+++ ENTRIES PROVIDED

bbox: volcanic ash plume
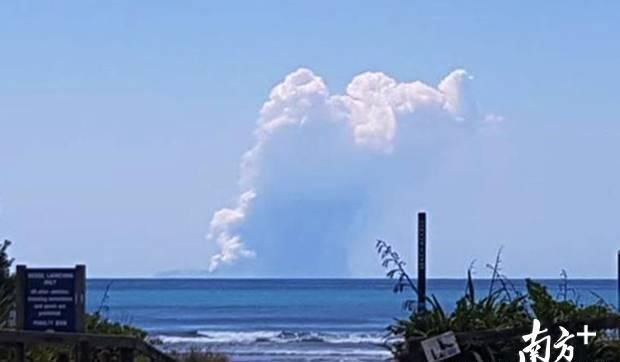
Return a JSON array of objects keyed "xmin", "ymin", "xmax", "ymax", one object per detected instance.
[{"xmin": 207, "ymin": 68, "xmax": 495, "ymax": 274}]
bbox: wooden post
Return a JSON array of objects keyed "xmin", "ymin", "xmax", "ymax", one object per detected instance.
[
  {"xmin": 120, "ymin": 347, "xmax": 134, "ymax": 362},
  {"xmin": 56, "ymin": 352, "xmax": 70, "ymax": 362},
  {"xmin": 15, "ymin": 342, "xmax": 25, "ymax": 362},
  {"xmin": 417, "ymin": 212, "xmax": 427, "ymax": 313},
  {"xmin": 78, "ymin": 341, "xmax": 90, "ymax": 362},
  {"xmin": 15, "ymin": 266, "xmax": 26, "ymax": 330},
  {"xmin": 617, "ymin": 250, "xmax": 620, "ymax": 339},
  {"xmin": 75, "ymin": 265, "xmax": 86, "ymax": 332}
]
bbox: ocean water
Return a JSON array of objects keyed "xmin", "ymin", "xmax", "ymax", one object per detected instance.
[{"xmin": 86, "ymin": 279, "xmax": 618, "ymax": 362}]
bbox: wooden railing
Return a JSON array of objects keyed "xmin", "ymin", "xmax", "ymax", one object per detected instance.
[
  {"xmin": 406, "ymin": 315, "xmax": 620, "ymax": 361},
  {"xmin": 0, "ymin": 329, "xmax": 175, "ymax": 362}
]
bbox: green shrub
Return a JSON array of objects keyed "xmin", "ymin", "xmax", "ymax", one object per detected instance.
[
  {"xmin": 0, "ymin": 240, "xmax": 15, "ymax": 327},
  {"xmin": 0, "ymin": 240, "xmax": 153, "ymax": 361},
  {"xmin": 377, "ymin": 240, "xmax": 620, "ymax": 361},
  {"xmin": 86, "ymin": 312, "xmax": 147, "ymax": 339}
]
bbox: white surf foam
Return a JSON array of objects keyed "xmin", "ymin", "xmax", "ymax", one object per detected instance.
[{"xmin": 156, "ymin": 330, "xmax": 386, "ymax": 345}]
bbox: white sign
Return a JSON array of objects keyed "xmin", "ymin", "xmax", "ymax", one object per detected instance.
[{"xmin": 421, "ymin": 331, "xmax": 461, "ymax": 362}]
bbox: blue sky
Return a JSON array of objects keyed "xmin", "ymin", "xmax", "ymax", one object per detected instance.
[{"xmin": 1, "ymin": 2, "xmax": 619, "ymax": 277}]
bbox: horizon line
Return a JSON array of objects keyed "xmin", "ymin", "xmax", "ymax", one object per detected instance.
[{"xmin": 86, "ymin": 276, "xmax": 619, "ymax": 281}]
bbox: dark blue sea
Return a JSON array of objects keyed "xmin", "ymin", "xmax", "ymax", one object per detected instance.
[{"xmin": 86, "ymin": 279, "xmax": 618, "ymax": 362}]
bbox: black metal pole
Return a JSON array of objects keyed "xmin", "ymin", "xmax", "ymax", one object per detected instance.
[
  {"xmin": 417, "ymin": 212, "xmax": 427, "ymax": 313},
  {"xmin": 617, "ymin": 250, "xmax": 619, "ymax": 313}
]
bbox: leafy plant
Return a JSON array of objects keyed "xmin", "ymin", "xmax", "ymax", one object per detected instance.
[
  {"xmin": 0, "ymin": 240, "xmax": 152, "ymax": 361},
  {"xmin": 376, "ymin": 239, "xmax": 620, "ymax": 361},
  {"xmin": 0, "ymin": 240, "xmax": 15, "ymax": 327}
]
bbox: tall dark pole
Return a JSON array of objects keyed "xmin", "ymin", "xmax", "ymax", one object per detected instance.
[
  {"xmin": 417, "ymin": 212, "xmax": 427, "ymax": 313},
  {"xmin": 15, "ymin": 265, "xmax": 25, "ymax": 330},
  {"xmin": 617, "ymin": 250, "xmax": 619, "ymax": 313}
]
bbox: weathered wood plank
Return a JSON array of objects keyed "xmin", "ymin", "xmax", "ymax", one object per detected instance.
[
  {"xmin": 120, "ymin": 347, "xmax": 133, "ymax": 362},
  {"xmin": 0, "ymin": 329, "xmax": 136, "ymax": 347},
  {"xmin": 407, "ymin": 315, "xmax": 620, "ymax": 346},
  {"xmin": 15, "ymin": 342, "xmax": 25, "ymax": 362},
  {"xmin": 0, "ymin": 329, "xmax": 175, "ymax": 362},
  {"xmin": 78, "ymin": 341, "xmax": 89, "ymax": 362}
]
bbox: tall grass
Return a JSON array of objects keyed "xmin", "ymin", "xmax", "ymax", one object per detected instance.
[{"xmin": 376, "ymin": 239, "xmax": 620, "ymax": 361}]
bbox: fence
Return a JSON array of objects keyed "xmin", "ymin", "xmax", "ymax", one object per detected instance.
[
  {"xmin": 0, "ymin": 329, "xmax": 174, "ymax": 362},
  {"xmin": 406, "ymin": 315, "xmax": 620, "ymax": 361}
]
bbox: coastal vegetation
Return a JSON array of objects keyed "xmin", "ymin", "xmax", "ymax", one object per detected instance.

++++++

In the records above, return only the line that contains "bbox: fence" and every line after it through the last, exactly as they appear.

bbox: fence
Return a JSON array of objects keyed "xmin", "ymin", "xmax", "ymax", one object per detected instance.
[
  {"xmin": 0, "ymin": 329, "xmax": 174, "ymax": 362},
  {"xmin": 406, "ymin": 315, "xmax": 620, "ymax": 361}
]
bbox: coastal vegetation
Return a JSON array of objects keyed "xmin", "ymin", "xmax", "ymax", one object per detected instance.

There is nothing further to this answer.